REQUIRED WORK ->
Nothing in the records may be left out or altered; reproduce them all exactly.

RECORDS ->
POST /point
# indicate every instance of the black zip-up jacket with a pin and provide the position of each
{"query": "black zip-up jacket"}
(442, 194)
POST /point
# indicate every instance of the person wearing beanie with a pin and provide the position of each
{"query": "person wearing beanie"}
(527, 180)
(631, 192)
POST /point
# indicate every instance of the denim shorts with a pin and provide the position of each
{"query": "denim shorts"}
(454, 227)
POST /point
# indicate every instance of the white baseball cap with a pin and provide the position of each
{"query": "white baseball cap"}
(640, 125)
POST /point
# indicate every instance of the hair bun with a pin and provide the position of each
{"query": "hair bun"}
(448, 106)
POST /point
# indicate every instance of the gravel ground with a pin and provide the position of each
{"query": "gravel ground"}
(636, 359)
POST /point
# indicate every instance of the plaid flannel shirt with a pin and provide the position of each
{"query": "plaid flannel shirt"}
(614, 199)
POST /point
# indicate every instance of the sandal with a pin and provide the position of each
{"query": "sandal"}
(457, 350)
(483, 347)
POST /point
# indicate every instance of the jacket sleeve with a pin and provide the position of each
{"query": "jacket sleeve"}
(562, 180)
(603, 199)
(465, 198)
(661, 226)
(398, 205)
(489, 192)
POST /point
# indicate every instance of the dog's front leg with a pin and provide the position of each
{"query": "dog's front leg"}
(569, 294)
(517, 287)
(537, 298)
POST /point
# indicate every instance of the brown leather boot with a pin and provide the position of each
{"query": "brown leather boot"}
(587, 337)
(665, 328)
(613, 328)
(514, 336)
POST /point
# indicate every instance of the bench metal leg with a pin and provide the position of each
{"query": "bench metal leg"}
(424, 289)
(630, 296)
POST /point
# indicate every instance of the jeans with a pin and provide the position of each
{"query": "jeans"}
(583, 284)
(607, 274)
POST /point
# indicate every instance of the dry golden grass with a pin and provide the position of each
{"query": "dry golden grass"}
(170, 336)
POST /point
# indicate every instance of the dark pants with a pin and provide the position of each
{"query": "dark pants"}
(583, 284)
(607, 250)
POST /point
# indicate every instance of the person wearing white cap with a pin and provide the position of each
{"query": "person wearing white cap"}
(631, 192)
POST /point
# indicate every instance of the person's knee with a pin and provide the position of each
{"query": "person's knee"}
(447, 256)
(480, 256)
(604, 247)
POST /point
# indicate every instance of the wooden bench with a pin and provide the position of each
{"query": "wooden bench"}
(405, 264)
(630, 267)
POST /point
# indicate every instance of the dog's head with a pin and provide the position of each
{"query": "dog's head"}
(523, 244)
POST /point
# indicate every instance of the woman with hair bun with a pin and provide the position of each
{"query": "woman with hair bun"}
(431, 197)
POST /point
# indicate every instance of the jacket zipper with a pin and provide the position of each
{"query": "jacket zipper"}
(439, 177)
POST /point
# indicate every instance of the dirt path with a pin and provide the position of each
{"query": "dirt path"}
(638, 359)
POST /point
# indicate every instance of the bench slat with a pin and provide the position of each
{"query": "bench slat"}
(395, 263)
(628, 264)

WRITTEN RESPONSE ->
POST /point
# indicate every instance of the black zip-up jacket with a pin and provide the position of each
{"query": "black zip-up jacket"}
(442, 194)
POST /point
# indicate every instance of the person wearing beanie with a pin and provide the position of each
{"query": "person wearing beanie"}
(527, 180)
(631, 192)
POST /point
# indicate every instance of the denim shorts with a pin and provide the position of each
{"query": "denim shorts"}
(454, 227)
POST /point
# indicate every instance of the white baseball cap with a pin and provide the position of each
{"query": "white baseball cap"}
(640, 125)
POST /point
# indicate every instance of the hair bun with a pin and provide the position of each
{"query": "hair bun"}
(448, 106)
POST /point
# indicate every instance of the gravel ground with a pin and provide the position of each
{"query": "gravel ground"}
(636, 359)
POST /point
# indicate every instance of the plaid flannel shirt with a pin and provide the position of each
{"query": "plaid flannel shirt"}
(614, 199)
POST /point
# indicate every instance of the sandal with a pin and provide the position of each
{"query": "sandal"}
(457, 350)
(483, 347)
POST /point
# indicate every instance of the jacket sleeve with a pin and provide the position of each
{"query": "jacket sleeve"}
(562, 180)
(603, 199)
(465, 198)
(661, 226)
(398, 205)
(489, 192)
POST /point
# indicate every instance of the dog's front leg with a pin and provide the position of each
{"query": "dog's front leg"}
(569, 294)
(517, 287)
(537, 298)
POST /point
# indicate every instance of the brown leather boot with a pin and provide the position of each
{"query": "brown leather boot"}
(587, 337)
(665, 328)
(613, 328)
(514, 336)
POST /point
# indicate every instance of the bench metal leg with a pin and provide the position of each
{"query": "bench metal leg"}
(424, 289)
(630, 296)
POST /point
# indicate every instance of the jeans with a pin and provide the position of each
{"query": "jeans"}
(583, 284)
(607, 274)
POST /point
# indicate every instance of the dry golden grass with a pin and provide the position of each
{"query": "dry golden grass"}
(170, 336)
POST /point
# indicate every instance of the dark pants with a pin and provide the position of each
{"query": "dark pants"}
(583, 284)
(607, 250)
POST /point
# indicate every instance of the person wearing white cap with a pin and provide the position of each
{"query": "person wearing white cap"}
(631, 192)
POST /point
# indicate every instance of the person's knee with a pin and provide the position of each
{"query": "person's knee"}
(447, 256)
(480, 256)
(604, 247)
POST /point
# indicate every instance of the wooden bench with a pin and provide the position of each
{"query": "wooden bench"}
(405, 264)
(630, 267)
POST /point
# indicate every instance of the dog's head with a pin and provide the position of each
{"query": "dog's head"}
(523, 244)
POST /point
# indicate every instance of the woman with hair bun with a pin and provide the position of each
{"query": "woman with hair bun"}
(431, 197)
POST /point
# indicate every instance of the jacket zipper with a pin and provide the position of each
{"query": "jacket zipper"}
(439, 177)
POST /point
# indicate every instance of the dirt path with a pin and provide the position of each
{"query": "dirt path"}
(638, 359)
POST /point
# indicate every instance of the bench slat with a pin and provide the position of each
{"query": "bench slat"}
(395, 263)
(628, 264)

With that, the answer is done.